EXTRACT TO READ:
- - - - -

Dalah: Death and the Flowers (2025) s01e01 Episode Script

Episode 1

1
Dalah. Do you trust me?
DALAH: DEATH AND THE FLOWERS
My beloved fellow party members,
please give a round of applause
for our prime minister candidate,
Anusorn "Ohm" Uathepa.
Ohm! Ohm!
Let it end in our generation!
Thank you.
-Prime Minister!
-My prime minister!
Thank you, Mr. Vibul
and the For Thai Society Party,
for your confidence in selecting me
as the candidate in this election.
I've been asked
why I chose to make feminism
the central focus of my campaign,
especially when Thai society has shifted
its attention toward the LGBTQ+ movement.
Some even question
if our party is moving backward.
But we’re taking a step back
to make a giant leap forward.
FOR THAI SOCIETY PARTY
#BECAUSEWEAREALLEQUAL
…is a promise
that no one will be left behind.
We’re not using "Gender Diversity"
as a trendy buzzword.
We, the party,
and everyone who shares this ideology,
are committed to working
to dismantle the patriarchy
that has held this country back
for far too long.
Miss Dalah.
Miss Dalah,
are you rearranging our flowers again?
Next time, you should inform us
before touching the hotel’s property.
The angle bugs me.
Mr. Rat.
It's Sarath.
You…
remember my name?
No, but I can read.
Right.
Does this flower you gave me
have a special meaning?
Yes.
And what would that be?
You should know where the trash can is.
THE FLOWER OF LOVE CONFESSION
All Thai men are full of themselves,
aren't they?
I'm just trying to decode your message.
Miss Dalah.
Miss Dalah.
Hey, be careful.
Good afternoon, Miss Dalah.
I’ve seen your floral design.
It’s going to be extravagant!
-Thank you.
-Alright.
Make sure to take plenty of photos
of the flowers for our hotel’s PR.
Mr. Ohm Anusorn, the groom,
is all the rage right now.
Sure, Boss.
No mall!
No mall!
No mall!
-The Square must not be demolished!
-No mall!
The Square is our life!
-It's our flesh!
-Wait for daddy here, baby.
And blood!
-Alright.
-You cannot destroy it!
No mall!
No mall!
No mall!
No mall!
No mall!
-Mr. Sanchai.
-No mall!
Please, calm down first.
Calm down how?
The backhoes
are about to destroy our homes!
Don’t use us as pawns
in your nephew’s wedding.
Have you forgotten
your grandfather’s promise?
Have you forgotten
Tong killed himself
because of your family’s greed?
How could you say that?
-Poor Tong.
-Yeah.
-So sad.
-Ekasit, you piece of shit!
We didn’t forget.
You have to stop the demolition now.
Okay.
I'll make a call right now.
No mall!
No mall!
How much longer
do I have to clean up Uathepa's shit?
It's going to be a landslide win.
My Ohm is definitely going to be
the next prime minister.

- - - - -

COMPLETE THE FOLLOWING:
1) List every line in the episode script that is written entirely in capital letters.
2) Carry on the episode script from its last line, keeping the same format of short dialogue lines.

GIVEN DATA:
- - - - -

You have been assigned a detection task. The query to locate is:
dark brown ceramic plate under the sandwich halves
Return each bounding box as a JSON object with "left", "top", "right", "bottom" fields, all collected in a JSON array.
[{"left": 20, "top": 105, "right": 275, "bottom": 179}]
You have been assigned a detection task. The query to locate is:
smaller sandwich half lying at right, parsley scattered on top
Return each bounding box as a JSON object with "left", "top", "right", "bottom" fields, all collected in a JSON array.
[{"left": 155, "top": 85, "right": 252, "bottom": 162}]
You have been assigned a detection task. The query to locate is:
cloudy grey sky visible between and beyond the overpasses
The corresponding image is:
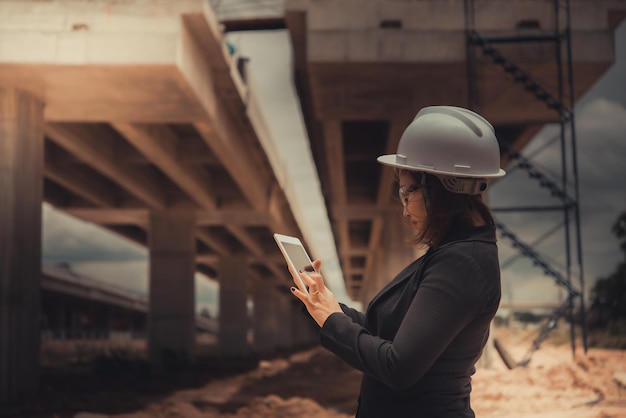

- - - - -

ANSWERS TO THIS EXERCISE:
1)
DALAH: DEATH AND THE FLOWERS
FOR THAI SOCIETY PARTY
#BECAUSEWEAREALLEQUAL
THE FLOWER OF LOVE CONFESSION

2)
Your Ohm has caused
quite a stir at the Square.
Hey, Ekasit.
The new mall
will benefit both our families.
But the ones they’re condemning,
should it be the one who wants the mall
or us, who have always been compromising?
Facing a bit of backlash
is not a big deal, right?
Always remember that…
See, even your nephew
knows our motto by heart.
Well, actually, Ohm--
Mom.
You can’t blame Ohm.
I’m sure he’s figured it all out,
that the world has to move forward.
With Ohm as the future?
Well, am I wrong?
Now, he'll have Risa as his confidant.
She has a Ph.D. and good manners too.
The new rich know how to raise their kids.
Yes.
So do dogs.
Eat some.
Miss Dalah.
Sorry to disturb you.
I have something to discuss
with Mr. Ekapop.
Everyone,
let me introduce you to Miss Dalah,
an award-winning floral designer.
She’ll ensure the wedding flowers are more
stunning than those on the engagement day.
Barf!
My dog needs to puke.
Please.
The large tulips won’t arrive in time.
We’ll need to adjust the design.
As long as the roses are fine,
it’s not our problem.
The tulip is the emblem
of the bride’s family.
You’ll have to wait for the Tangsinsup.
-Hello.
-Good evening.
You sit here.
Take a seat, Ma.
Hello.
Sure. Let's do it.
Here.
‎Kris!
-Got it?
-Yes.
This one too.
I love your music!
Thank you so much.
I have to excuse myself now.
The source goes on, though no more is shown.